* EXERCISE BRIEF
Can you rewrite the stretch of material from the line containing "Return one point per instance of the fence" through the line containing "<point>76,296</point>", both included, with every answer coordinate multiplied by 0.6 and rounded to a whole number, halves rounding up? Keep the requests and their sample points as they are, and return only those lines.

* MATERIAL PROVIDED
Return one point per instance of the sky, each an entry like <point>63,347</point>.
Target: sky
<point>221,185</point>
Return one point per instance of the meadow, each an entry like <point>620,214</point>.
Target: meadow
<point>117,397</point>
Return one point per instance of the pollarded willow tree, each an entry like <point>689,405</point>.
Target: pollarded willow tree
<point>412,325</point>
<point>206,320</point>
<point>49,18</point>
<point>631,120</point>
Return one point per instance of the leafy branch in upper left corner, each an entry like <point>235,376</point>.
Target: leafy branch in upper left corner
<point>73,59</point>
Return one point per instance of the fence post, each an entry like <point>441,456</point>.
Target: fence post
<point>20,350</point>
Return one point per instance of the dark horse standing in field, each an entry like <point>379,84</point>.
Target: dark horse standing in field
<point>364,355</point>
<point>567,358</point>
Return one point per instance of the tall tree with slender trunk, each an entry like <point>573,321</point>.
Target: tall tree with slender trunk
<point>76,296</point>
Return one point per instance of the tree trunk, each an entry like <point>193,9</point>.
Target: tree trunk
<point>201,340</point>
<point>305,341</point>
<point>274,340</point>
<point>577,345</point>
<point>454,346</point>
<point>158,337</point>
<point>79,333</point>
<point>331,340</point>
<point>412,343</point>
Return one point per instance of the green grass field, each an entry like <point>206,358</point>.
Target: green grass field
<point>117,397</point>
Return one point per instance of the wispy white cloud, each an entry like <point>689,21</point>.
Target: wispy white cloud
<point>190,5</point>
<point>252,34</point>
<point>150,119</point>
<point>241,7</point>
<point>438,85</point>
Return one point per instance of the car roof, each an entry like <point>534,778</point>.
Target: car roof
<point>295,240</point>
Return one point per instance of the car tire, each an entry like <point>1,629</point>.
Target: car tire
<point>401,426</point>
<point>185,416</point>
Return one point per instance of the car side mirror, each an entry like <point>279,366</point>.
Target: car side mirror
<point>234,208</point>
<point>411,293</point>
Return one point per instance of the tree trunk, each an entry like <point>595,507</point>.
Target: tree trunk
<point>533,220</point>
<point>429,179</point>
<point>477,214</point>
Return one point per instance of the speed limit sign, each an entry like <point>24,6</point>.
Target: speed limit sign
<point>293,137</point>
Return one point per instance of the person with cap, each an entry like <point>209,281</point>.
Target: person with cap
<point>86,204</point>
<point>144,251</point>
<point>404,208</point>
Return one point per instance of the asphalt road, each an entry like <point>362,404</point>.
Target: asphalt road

* RESPONSE TO THIS TASK
Return one point per instance of the fence post, each an entry like <point>441,456</point>.
Target: fence post
<point>12,210</point>
Return one point per instance of the dark horse standing in field, each an entry like <point>379,84</point>.
Target: dark horse standing in field
<point>218,213</point>
<point>340,215</point>
Return one point per instance of the tall tree with slender trunk, each an entry like <point>573,321</point>.
Target: tall tree with slender trunk
<point>46,178</point>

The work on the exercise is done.